▸ Task to carry out
List all lines of the data containing the word "rough".

(Stored items)
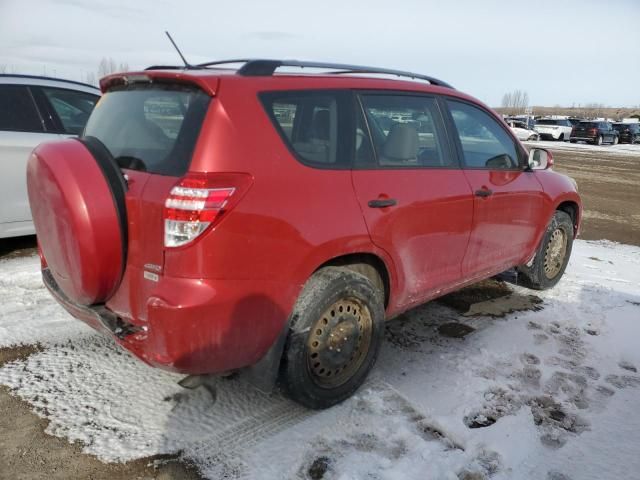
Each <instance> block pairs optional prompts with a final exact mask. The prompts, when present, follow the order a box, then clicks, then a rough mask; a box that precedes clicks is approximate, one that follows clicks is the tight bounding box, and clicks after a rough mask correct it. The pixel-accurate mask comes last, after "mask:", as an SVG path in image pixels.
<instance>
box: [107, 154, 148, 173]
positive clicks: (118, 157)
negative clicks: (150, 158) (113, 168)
mask: <svg viewBox="0 0 640 480" xmlns="http://www.w3.org/2000/svg"><path fill="white" fill-rule="evenodd" d="M115 161H116V163H117V164H118V166H119V167H120V168H127V169H129V170H138V171H140V172H146V171H147V166H146V165H145V163H144V160H142V159H141V158H138V157H133V156H131V155H121V156H119V157H116V158H115Z"/></svg>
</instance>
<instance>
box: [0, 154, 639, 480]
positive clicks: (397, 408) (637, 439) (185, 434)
mask: <svg viewBox="0 0 640 480" xmlns="http://www.w3.org/2000/svg"><path fill="white" fill-rule="evenodd" d="M554 145H555V144H554ZM513 288H514V290H515V295H518V294H526V295H528V294H531V292H529V291H526V290H524V289H521V288H519V287H513ZM534 293H536V294H539V295H540V297H541V298H542V299H543V301H544V303H543V304H542V307H543V308H542V309H540V310H538V311H528V312H524V313H523V312H520V313H512V314H509V315H507V316H506V317H505V318H488V317H468V316H461V315H459V314H457V313H456V312H454V311H453V310H450V309H449V308H448V307H445V306H443V305H441V304H438V303H430V304H428V305H425V306H423V307H420V308H417V309H414V310H412V311H411V312H409V313H408V314H406V315H403V316H402V317H401V318H400V319H397V320H395V321H392V322H390V323H389V324H388V328H387V332H386V340H387V341H386V342H385V344H384V347H383V351H382V353H381V355H380V358H379V361H378V363H377V365H376V368H375V369H374V372H373V373H372V375H371V379H370V380H369V381H368V382H367V384H366V385H365V386H364V387H363V388H362V389H361V390H360V391H359V392H358V393H357V394H356V396H354V397H353V398H352V399H350V400H348V401H346V402H344V403H343V404H341V405H339V406H337V407H334V408H332V409H330V410H326V411H322V412H311V411H307V410H305V409H303V408H301V407H299V406H297V405H295V404H293V403H291V402H290V401H288V400H287V399H285V398H283V397H282V396H281V395H279V394H274V395H271V396H267V395H263V394H261V393H259V392H257V391H255V390H254V389H252V388H251V387H249V386H247V385H244V384H242V383H241V382H239V381H237V380H220V381H217V387H218V400H217V402H216V403H214V401H213V398H212V395H211V393H210V391H211V389H208V388H204V387H201V388H199V389H196V390H194V391H186V390H182V389H181V388H180V387H178V386H177V384H176V381H177V380H179V378H180V377H179V376H177V375H174V374H169V373H166V372H162V371H159V370H155V369H152V368H150V367H147V366H146V365H144V364H142V363H141V362H139V361H137V360H135V359H134V358H132V357H131V356H130V355H129V354H128V353H126V352H123V351H122V350H120V349H119V348H118V347H117V346H116V345H115V344H114V343H113V342H112V341H111V340H109V339H106V338H103V337H102V336H100V335H99V334H96V333H93V331H91V330H90V329H88V328H87V327H84V326H83V325H82V324H81V323H80V322H78V321H76V320H74V319H72V318H71V317H69V316H68V315H67V314H66V313H64V312H63V311H62V309H61V308H59V307H58V306H56V305H55V303H54V301H53V300H52V299H50V298H49V296H48V295H47V293H46V292H45V290H44V288H43V287H42V285H41V280H40V275H39V272H38V261H37V259H36V258H27V259H24V258H22V259H12V260H5V261H0V296H1V298H0V301H1V303H0V305H1V306H0V345H5V346H6V345H13V344H19V343H34V342H40V343H41V344H42V345H43V346H44V347H45V349H44V351H42V352H41V353H37V354H34V355H32V356H31V357H29V358H28V359H26V360H25V361H17V362H13V363H10V364H7V365H5V366H4V367H3V368H2V369H0V383H2V384H6V385H8V386H10V387H11V388H12V389H14V391H15V393H16V394H17V395H19V396H20V397H22V398H23V399H25V400H26V401H28V402H29V403H30V404H31V405H33V408H34V409H35V411H36V412H37V413H38V414H39V415H41V416H43V417H46V418H48V419H49V420H50V424H49V427H48V433H51V434H53V435H57V436H61V437H65V438H68V439H69V440H81V441H82V442H83V443H84V445H85V447H84V449H85V451H86V452H89V453H93V454H96V455H98V456H99V457H100V458H101V459H103V460H105V461H126V460H130V459H134V458H139V457H143V456H147V455H151V454H156V453H170V452H178V451H181V452H182V455H183V456H184V457H186V458H188V459H190V460H191V461H193V462H194V463H195V464H196V465H198V466H199V467H200V468H201V469H202V471H203V473H204V474H205V475H207V476H208V477H209V478H216V479H217V478H265V479H282V478H309V477H311V478H321V477H322V473H323V472H325V474H324V478H337V479H343V480H347V479H361V478H376V479H429V478H433V479H457V478H461V479H464V478H467V479H471V478H474V479H477V478H489V477H491V478H495V479H512V478H518V479H536V480H537V479H543V480H544V479H548V480H562V479H573V480H577V479H581V480H582V479H609V478H611V479H613V478H616V479H618V478H632V477H634V475H637V472H638V471H640V456H639V455H638V448H639V445H640V410H639V409H638V408H637V405H638V403H639V402H640V374H638V371H640V349H638V338H639V337H640V248H638V247H631V246H626V245H620V244H614V243H611V242H585V241H578V242H576V243H575V245H574V252H573V257H572V260H571V263H570V265H569V268H568V270H567V273H566V275H565V277H564V279H563V280H562V281H561V282H560V284H559V285H558V286H557V287H556V288H555V289H553V290H551V291H548V292H541V293H539V292H534ZM448 322H462V323H465V324H467V325H470V326H472V327H474V328H475V329H476V330H475V331H474V332H473V333H471V334H469V335H468V336H466V337H464V338H463V339H457V338H445V337H443V336H441V335H440V334H439V333H438V327H439V326H441V325H443V324H445V323H448ZM473 474H476V476H474V475H473Z"/></svg>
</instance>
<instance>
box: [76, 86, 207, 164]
mask: <svg viewBox="0 0 640 480" xmlns="http://www.w3.org/2000/svg"><path fill="white" fill-rule="evenodd" d="M210 100H211V97H209V96H208V95H207V94H206V93H204V92H203V91H202V90H200V89H198V88H196V87H190V86H186V85H172V84H167V85H161V84H153V85H135V84H134V85H133V86H129V87H127V88H117V89H114V90H111V91H109V92H107V93H106V94H105V95H104V96H103V97H102V98H101V99H100V101H99V102H98V103H97V104H96V107H95V109H94V110H93V113H92V114H91V116H90V118H89V121H88V122H87V126H86V128H85V131H84V135H83V136H85V137H86V136H91V137H95V138H97V139H98V140H100V141H101V142H102V143H103V144H104V145H105V147H107V149H108V150H109V151H110V152H111V155H113V157H114V158H115V159H116V161H117V162H118V163H119V164H120V166H122V167H126V168H134V169H139V170H145V171H147V172H150V173H156V174H160V175H171V176H182V175H184V174H185V173H186V171H187V170H188V168H189V164H190V162H191V156H192V154H193V150H194V148H195V144H196V141H197V139H198V135H199V134H200V129H201V127H202V122H203V121H204V117H205V114H206V112H207V109H208V106H209V103H210Z"/></svg>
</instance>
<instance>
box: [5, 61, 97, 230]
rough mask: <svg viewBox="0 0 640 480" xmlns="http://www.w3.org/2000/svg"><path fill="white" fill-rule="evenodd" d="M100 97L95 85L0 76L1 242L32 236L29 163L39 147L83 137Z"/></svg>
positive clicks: (33, 227)
mask: <svg viewBox="0 0 640 480" xmlns="http://www.w3.org/2000/svg"><path fill="white" fill-rule="evenodd" d="M99 98H100V90H98V89H97V88H95V87H92V86H91V85H87V84H84V83H79V82H73V81H69V80H58V79H54V78H48V77H34V76H30V75H7V74H2V75H0V238H6V237H17V236H21V235H33V234H34V233H35V229H34V227H33V222H32V220H31V210H30V209H29V199H28V198H27V175H26V170H27V160H28V159H29V154H30V153H31V151H32V150H33V149H34V148H35V147H36V146H37V145H38V144H40V143H42V142H46V141H50V140H57V139H60V138H66V137H71V136H75V135H79V134H80V133H81V132H82V130H83V129H84V125H85V123H86V121H87V119H88V118H89V114H90V113H91V111H92V110H93V107H94V105H95V104H96V102H97V101H98V99H99Z"/></svg>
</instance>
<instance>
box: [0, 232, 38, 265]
mask: <svg viewBox="0 0 640 480" xmlns="http://www.w3.org/2000/svg"><path fill="white" fill-rule="evenodd" d="M37 251H38V242H37V240H36V236H35V235H29V236H26V237H12V238H3V239H0V259H2V258H19V257H30V256H31V255H33V254H34V253H36V252H37Z"/></svg>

▸ Solution for this problem
Each <instance> block pairs optional prompts with a final exact mask. The prompts, when present, follow the order a box, then clicks, then a rough mask; a box that precedes clicks is approximate, one that follows clicks is the tight bounding box, and clicks after a rough mask correct it. The pixel-accurate mask comes last, after "mask:", as an SVG path in image pixels.
rough mask: <svg viewBox="0 0 640 480" xmlns="http://www.w3.org/2000/svg"><path fill="white" fill-rule="evenodd" d="M100 97L95 85L0 76L1 242L32 236L29 163L39 147L83 137Z"/></svg>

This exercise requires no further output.